Work item
Look below for the line containing "Query: man with grey hair"; from there, print each line exactly up to and including the line containing "# locate the microphone stand: one", and stop.

[Natural-language object grounding data]
---------------

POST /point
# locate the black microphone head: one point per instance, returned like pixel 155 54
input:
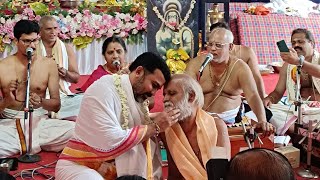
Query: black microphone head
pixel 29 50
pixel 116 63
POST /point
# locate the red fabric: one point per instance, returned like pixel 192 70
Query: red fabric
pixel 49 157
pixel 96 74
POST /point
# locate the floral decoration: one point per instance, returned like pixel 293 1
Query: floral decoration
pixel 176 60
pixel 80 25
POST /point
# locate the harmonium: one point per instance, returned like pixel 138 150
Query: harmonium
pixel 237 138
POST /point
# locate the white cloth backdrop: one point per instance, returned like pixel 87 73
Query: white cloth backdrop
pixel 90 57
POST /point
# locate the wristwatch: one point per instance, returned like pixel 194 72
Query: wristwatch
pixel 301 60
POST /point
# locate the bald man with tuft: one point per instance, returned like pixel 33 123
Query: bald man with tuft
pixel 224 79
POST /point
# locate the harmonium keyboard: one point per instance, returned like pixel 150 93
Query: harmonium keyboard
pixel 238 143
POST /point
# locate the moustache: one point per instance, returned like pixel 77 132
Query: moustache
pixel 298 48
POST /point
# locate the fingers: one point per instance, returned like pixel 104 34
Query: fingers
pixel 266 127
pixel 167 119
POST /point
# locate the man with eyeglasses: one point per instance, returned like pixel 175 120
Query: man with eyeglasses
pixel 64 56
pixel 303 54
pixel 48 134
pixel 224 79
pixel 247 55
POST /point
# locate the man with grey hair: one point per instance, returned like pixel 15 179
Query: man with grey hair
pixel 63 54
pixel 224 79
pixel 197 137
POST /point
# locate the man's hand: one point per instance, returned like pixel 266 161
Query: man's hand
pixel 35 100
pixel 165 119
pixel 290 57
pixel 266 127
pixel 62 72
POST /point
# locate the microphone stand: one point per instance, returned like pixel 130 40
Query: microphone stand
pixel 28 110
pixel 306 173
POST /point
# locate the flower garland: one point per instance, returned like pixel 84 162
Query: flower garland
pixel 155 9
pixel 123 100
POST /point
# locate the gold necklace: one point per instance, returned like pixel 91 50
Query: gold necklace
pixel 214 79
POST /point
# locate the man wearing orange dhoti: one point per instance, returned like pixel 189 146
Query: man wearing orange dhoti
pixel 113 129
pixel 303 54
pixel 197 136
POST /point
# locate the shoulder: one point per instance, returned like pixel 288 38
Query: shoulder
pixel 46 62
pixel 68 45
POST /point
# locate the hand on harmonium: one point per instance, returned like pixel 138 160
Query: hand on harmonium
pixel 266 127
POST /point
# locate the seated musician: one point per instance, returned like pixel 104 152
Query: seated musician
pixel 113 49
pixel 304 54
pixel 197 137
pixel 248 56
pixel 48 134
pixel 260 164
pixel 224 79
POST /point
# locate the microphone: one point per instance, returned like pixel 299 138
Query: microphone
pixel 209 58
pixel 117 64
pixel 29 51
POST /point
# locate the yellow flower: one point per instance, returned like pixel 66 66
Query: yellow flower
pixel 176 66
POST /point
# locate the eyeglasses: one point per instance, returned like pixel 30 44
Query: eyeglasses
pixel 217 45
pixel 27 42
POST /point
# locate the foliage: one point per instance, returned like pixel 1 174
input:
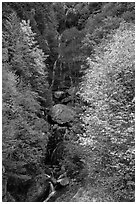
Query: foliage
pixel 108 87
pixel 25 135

---------------

Answer section
Query: man with grey hair
pixel 63 54
pixel 224 79
pixel 197 137
POST /point
# locate the man's hand: one point per instance, returned like pixel 266 161
Query: man's hand
pixel 35 100
pixel 165 119
pixel 290 57
pixel 266 127
pixel 62 72
POST /point
# locate the microphone stand: one point per instance, returned like pixel 130 40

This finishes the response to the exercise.